[Segmentation labeling entries]
--------------------

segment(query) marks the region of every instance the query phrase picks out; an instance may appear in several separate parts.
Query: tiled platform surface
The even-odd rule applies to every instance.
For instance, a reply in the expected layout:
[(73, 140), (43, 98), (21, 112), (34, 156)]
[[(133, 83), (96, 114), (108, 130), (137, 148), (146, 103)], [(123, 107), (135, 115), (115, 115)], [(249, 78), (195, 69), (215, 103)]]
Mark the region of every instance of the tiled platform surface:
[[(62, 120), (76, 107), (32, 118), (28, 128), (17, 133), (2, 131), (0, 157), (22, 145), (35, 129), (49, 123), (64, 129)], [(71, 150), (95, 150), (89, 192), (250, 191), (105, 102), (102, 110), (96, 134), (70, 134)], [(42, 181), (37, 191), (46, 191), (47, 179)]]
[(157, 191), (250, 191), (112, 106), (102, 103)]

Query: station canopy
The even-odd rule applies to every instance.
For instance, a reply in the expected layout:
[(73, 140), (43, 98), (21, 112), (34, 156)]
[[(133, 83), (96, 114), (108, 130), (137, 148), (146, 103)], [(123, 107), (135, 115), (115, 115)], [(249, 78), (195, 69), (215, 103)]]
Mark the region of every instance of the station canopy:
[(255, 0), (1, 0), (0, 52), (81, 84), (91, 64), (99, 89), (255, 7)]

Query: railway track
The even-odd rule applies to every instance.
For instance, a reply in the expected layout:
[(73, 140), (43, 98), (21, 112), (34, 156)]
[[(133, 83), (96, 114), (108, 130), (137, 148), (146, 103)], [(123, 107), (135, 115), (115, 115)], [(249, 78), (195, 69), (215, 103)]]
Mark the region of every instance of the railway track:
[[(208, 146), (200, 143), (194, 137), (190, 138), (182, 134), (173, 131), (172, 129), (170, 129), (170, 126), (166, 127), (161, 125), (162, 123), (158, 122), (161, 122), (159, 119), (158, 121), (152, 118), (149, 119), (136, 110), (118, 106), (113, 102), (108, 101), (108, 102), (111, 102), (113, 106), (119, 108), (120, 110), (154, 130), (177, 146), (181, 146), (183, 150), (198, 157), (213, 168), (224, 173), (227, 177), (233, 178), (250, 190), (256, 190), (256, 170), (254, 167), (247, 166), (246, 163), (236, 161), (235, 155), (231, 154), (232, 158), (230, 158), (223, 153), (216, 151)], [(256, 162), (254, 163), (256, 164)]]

--------------------

Instruction |
Write out all of the entries again, swapping "even-odd rule" for "nonzero winding rule" wherever it occurs and leaving everything else the same.

Response to this task |
segment(query) marks the region of every instance the query phrase picks out; an instance may appear in several separate parts.
Query: tiled platform surface
The nonzero winding rule applies to every instance.
For instance, a reply in the expected layout:
[(73, 140), (43, 98), (21, 112), (34, 156)]
[[(133, 83), (96, 114), (108, 130), (137, 148), (146, 103)], [(123, 107), (135, 115), (115, 115)], [(249, 78), (195, 69), (215, 103)]]
Mark the region of every instance of the tiled platform surface:
[[(62, 120), (76, 107), (32, 118), (28, 128), (17, 133), (2, 131), (0, 157), (22, 145), (35, 129), (49, 123), (64, 129)], [(71, 150), (95, 150), (89, 192), (250, 191), (105, 102), (102, 110), (96, 134), (70, 134)], [(42, 181), (37, 191), (46, 191), (47, 179)]]
[(157, 191), (250, 191), (112, 106), (102, 103)]

Query: station canopy
The nonzero winding rule applies to every instance.
For instance, a reply in the expected layout:
[(73, 140), (43, 98), (21, 112), (34, 156)]
[[(133, 83), (96, 114), (108, 130), (137, 148), (146, 103)], [(123, 107), (135, 115), (115, 115)], [(249, 78), (195, 69), (215, 103)]]
Mark the region of every instance of the station canopy:
[(255, 0), (1, 0), (0, 52), (81, 84), (91, 64), (99, 89), (255, 7)]

Query: railway track
The nonzero winding rule applies to every instance.
For instance, a reply in the expected layout:
[(73, 140), (43, 98), (21, 112), (34, 156)]
[[(133, 83), (96, 114), (108, 130), (137, 148), (146, 103)], [(123, 107), (135, 115), (115, 115)], [(249, 78), (195, 69), (215, 103)]]
Mark the region of every instance of the railway track:
[[(208, 146), (200, 143), (194, 137), (190, 138), (182, 134), (173, 131), (172, 129), (170, 129), (170, 126), (166, 127), (161, 125), (162, 123), (158, 122), (161, 122), (159, 119), (158, 121), (152, 118), (149, 119), (136, 110), (118, 106), (113, 102), (108, 101), (108, 102), (111, 102), (113, 106), (119, 108), (120, 110), (154, 130), (177, 146), (181, 146), (183, 150), (198, 157), (213, 168), (224, 173), (227, 177), (233, 178), (250, 190), (256, 190), (256, 170), (254, 167), (247, 166), (246, 163), (236, 161), (235, 155), (231, 154), (232, 158), (230, 158), (223, 153), (216, 151)], [(256, 162), (254, 163), (256, 164)]]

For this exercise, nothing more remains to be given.